**Blok Teks:**
□ □ □ □ □

Ini semua gara-gara visit visa yang tidak bisa diperpanjang. Jadi, visa saya selama kerja di Saudi adalah visit visa, single entry, 30 days. 5 hari sebelum visa habis, harus segera diperpanjang lagi. Sebelumnya visa saya bisa diperpanjang hingga empat kali. Tapi untuk kali ini, baru sekali perpanjangan sudah tidak bisa lagi. Hingga pemberitahuan selanjutnya dari pihak imigrasi Saudi, informasi dari agennya. Jadi, jalan satu-satunya adalah mesti keluar Saudi. Dan apply visa baru di luar Saudi. Agen yang ngurusin visa akhirnya mutusin bawa saya ke Bahrain. Dan ke sana via darat. Jarak Jeddah ke Bahrain kurang lebih 1300 Kilometer. Passport saya ada di Riyadh untuk apply visa Bahrain, jadi saya harus ke Riyadh dulu ambil passport baru lanjut ke Bahrain.
Dari Jeddah kami berangkat pukul 07.00 pagi. Jalan raya antar kota di Saudi seperti jalan toll di Jakarta, dengan kualitas jalan yang mulus, rata, dan lurus. Jalan berkelok-kelok cuma kita jumpai ketika memasuki Taif, setelah kota Makkah. Selebihnya lurus terus. Kecepatan kami rata-rata 160 Km/jam, walaupun sepanjang jalan ga ada guncangan, serasa naik pesawat aja, tetap saya ga bisa tidur dengan tenang. Kecepatannya itu loh, istighfar aja banyak-banyak. Kecepatan maksimum yang dibolehkan adalah 120 km/jam. Kendaraan kami cuma melambat, ketika mendekati check point atau kalau terlihat ada mobil patroli polisi. Di sepanjang jalan raya menuju Riyadh, sangat banyak check point. Kendaraan berjalan lambat ketika mendekati check point, Polisi Cuma melongok ke mobil, jika mencurigakan baru dia minta check kartu identitas. Di perjalanan ini, hanya sekali kami dihentikan untuk check id, ketika memasuki gerbang kota Riyadh. Cuma bawa fotocopy passport dan Visa, bikin saya was-was juga, tapi Alhamdulillah polisinya ga rese, dan kami bisa terus memasuki kota Riyadh. Jarak 850 Kilometer Jeddah-Riyadh, dua kali kami berhenti untuk isi bensin. Di isi penuh untuk setiap 300 Kilometer. Dan sepertinya setiap jarak 100-200 Km ada tempat peristirahatan dan sekaligus pom bensin. Sepanjang jalan raya juga dipagari pinggirannya. Karena di sepanjang jalan, di padang pasir, banyak kawanan unta yang dilepas berkeliaran oleh pemiliknya. Malahan, ketika mobil kami tiba-tiba melambat, seperti biasa saya kira ada check point, ternyata ada 2 ekor unta yang lepas ke jalan raya. Polisi mengawal unta tersebut untuk digiring keluar jalan raya. Sayang ga sempat saya foto momen itu, lagian takut juga sih, ada polisi gitu loh… wekekeke...

□ □ □ □ □

**Kumpulan Data:**

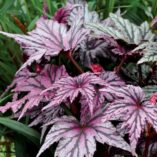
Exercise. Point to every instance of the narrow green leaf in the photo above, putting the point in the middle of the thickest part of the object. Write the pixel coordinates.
(22, 129)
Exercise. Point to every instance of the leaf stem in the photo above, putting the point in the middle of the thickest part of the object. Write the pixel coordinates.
(74, 62)
(118, 68)
(147, 143)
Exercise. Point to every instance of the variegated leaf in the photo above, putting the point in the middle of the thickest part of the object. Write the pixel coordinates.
(114, 82)
(150, 53)
(33, 85)
(77, 140)
(135, 111)
(92, 49)
(48, 39)
(69, 87)
(123, 29)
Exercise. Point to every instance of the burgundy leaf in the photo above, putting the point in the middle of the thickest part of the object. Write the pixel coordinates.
(135, 111)
(48, 39)
(83, 12)
(33, 85)
(62, 14)
(43, 117)
(77, 140)
(69, 87)
(93, 49)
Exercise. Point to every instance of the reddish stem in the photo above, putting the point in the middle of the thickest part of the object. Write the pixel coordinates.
(147, 141)
(74, 62)
(118, 68)
(20, 24)
(146, 147)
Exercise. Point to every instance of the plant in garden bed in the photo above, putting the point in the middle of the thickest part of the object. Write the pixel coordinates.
(87, 82)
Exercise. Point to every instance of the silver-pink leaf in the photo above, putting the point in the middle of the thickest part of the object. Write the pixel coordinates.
(48, 39)
(77, 140)
(70, 87)
(114, 81)
(33, 85)
(135, 112)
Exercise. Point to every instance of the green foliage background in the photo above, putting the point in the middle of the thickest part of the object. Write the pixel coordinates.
(20, 16)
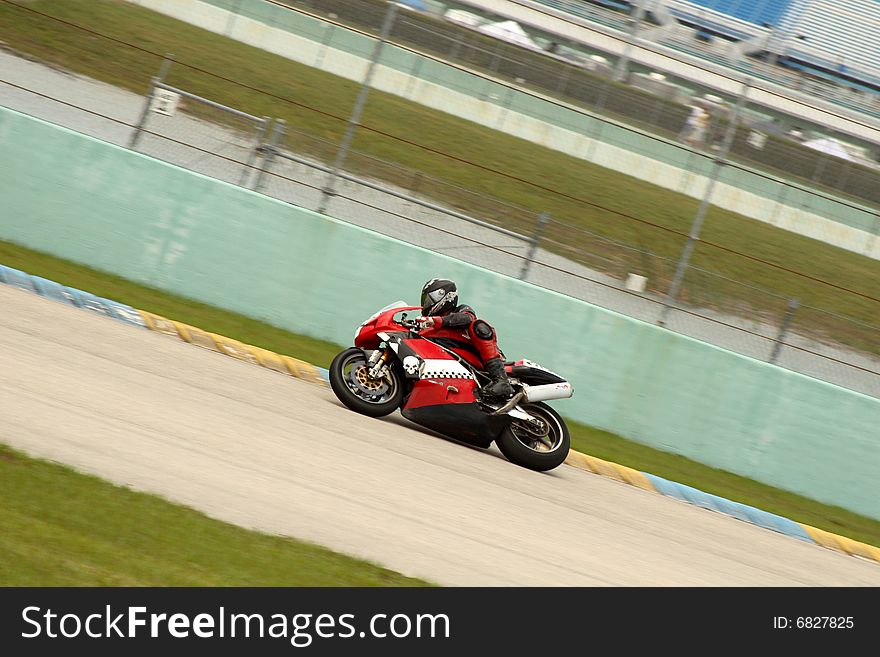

□ □ □ □ □

**Tugas Wajib:**
1. Terjemahkan kalimat dari blok teks berikut ke dalam bahasa Inggris: "Jalan raya antar kota di Saudi seperti jalan toll di Jakarta, dengan kualitas jalan yang mulus, rata, dan lurus."
2. Jawab pertanyaan berikut berdasarkan blok teks.
(a) Berapa kira-kira jarak Jeddah ke Bahrain?
(b) Pukul berapa mereka berangkat dari Jeddah?
(c) Berapa kecepatan maksimum yang dibolehkan?
3. Menurut blok teks, mengapa pinggiran jalan raya dipagari? Jelaskan dalam satu sampai tiga kalimat.

**Jawaban Akhir:**
1. Intercity highways in Saudi are like the toll roads in Jakarta, with smooth, level, and straight road surfaces.

2.
(a) Kurang lebih 1300 kilometer.
(b) Pukul 07.00 pagi.
(c) 120 km/jam.

3. Pinggiran jalan raya dipagari karena di padang pasir sepanjang jalan banyak kawanan unta yang dilepas berkeliaran oleh pemiliknya.